:: Brief ::
The word to look for is "mind". Report every line of the entries below that has it.

:: Source data ::
%%

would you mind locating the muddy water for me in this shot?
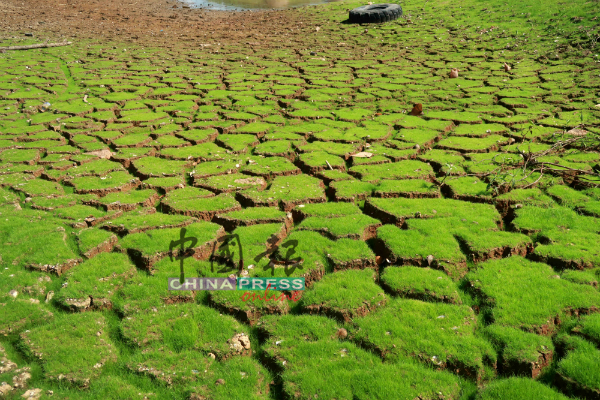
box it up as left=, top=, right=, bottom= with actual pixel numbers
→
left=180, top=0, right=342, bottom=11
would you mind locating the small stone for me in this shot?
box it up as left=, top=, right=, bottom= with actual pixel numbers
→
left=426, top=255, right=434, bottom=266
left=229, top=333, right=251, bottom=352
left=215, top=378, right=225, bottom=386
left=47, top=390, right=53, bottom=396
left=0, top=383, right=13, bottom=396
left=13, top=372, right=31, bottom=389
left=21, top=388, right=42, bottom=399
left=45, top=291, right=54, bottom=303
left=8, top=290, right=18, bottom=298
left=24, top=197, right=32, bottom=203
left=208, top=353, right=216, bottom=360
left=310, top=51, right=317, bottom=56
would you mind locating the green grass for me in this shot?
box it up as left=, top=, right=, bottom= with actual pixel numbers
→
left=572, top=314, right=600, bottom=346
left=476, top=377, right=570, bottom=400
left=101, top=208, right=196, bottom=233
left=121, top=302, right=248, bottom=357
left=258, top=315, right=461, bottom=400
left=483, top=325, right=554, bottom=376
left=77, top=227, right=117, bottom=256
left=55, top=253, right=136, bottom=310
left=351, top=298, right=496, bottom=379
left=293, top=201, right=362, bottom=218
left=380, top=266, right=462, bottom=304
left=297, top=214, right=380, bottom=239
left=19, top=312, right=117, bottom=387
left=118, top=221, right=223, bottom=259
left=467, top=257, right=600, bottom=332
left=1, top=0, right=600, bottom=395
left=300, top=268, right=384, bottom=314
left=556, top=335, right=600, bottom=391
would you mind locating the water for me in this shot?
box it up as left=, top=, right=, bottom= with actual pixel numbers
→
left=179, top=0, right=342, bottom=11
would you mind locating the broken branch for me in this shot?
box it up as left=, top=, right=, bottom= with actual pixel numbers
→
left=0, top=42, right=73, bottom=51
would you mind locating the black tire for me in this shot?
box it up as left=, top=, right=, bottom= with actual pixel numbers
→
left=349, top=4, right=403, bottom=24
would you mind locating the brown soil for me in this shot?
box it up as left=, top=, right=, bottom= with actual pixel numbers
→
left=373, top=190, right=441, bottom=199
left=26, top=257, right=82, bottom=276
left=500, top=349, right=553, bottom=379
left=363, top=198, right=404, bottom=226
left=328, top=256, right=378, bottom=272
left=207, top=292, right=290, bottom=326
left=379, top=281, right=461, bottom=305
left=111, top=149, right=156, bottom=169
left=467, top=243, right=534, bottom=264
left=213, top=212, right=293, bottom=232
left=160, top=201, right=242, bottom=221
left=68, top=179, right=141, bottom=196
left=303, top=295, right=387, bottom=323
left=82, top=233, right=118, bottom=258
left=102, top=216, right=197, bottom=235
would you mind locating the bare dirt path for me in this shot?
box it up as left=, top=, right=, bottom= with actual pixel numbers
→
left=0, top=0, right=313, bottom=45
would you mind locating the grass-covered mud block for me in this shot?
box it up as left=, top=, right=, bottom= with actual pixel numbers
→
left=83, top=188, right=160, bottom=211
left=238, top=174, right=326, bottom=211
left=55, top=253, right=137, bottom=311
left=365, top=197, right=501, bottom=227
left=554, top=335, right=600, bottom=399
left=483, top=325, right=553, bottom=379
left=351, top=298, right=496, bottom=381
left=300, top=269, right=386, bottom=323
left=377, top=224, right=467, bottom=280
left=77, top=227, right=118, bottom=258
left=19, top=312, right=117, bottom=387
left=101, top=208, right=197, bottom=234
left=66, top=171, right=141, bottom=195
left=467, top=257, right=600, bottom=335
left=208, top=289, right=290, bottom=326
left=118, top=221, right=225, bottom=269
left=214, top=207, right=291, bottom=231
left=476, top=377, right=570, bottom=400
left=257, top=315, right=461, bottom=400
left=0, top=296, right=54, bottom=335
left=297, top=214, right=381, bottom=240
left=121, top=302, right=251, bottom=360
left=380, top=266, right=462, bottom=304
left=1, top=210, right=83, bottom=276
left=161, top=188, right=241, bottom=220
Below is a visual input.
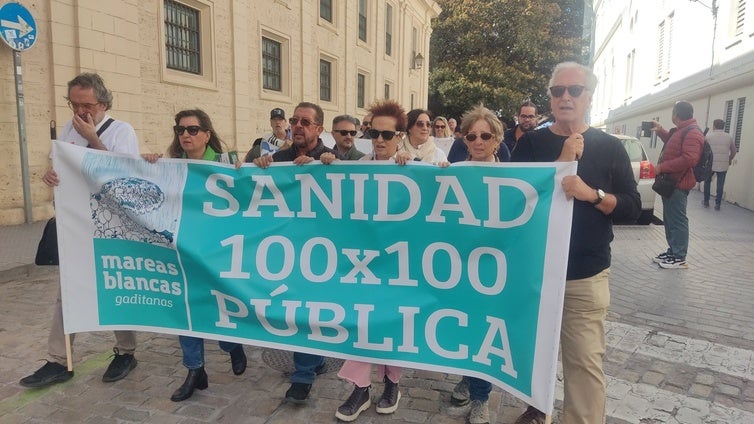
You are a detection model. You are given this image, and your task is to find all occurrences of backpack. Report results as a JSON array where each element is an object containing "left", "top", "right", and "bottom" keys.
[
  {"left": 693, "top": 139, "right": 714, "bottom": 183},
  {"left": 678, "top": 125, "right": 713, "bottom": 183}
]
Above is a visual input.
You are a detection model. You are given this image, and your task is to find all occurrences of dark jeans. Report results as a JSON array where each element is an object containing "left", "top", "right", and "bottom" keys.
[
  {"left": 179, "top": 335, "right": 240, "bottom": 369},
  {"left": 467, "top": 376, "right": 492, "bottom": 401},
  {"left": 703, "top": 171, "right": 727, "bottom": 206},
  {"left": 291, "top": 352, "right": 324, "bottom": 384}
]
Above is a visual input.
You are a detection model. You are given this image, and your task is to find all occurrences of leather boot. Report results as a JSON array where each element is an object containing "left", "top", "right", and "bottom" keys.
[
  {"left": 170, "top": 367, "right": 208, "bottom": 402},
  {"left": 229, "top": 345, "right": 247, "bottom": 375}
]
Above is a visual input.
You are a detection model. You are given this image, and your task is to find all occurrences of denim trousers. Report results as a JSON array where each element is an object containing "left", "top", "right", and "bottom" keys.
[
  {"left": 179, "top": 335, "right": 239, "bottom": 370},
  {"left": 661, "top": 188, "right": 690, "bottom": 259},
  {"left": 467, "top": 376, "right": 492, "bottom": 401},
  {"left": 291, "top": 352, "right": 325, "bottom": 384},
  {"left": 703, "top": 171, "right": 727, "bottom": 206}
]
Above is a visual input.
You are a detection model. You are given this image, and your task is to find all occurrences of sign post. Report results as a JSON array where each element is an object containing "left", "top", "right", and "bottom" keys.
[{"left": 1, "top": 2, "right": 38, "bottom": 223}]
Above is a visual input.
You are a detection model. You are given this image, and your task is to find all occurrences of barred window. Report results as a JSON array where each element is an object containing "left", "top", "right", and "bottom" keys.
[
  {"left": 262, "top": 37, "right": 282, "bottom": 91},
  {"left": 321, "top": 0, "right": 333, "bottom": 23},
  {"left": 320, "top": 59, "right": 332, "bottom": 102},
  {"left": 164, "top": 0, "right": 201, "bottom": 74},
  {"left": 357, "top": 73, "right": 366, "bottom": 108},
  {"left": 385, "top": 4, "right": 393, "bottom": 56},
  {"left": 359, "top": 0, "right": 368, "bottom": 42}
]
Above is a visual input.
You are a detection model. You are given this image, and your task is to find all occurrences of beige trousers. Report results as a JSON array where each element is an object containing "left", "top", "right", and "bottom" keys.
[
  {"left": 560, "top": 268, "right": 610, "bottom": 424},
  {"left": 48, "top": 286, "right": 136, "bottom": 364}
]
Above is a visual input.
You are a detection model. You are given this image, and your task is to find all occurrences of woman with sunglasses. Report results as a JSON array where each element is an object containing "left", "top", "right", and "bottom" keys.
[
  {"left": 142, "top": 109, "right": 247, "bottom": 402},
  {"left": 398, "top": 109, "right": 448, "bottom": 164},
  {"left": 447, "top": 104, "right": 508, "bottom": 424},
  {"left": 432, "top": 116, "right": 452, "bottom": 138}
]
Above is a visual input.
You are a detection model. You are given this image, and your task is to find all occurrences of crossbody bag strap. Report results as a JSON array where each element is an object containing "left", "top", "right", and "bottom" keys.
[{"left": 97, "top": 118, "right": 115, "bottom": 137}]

%%

:: Output for this task ::
would you mind locating the muddy water for me in this shot?
would you mind locating the small stone for me in this shot?
would you mind locating the green grass for me in this shot?
would you mind locating the water for me in this shot?
would you mind locating the broken branch for me in this shot?
would you mind locating the black tire for me in this shot?
would you mind locating the brown soil for me in this shot?
would you mind locating the bare dirt path for me in this shot?
would you mind locating the grass-covered mud block for me in this shot?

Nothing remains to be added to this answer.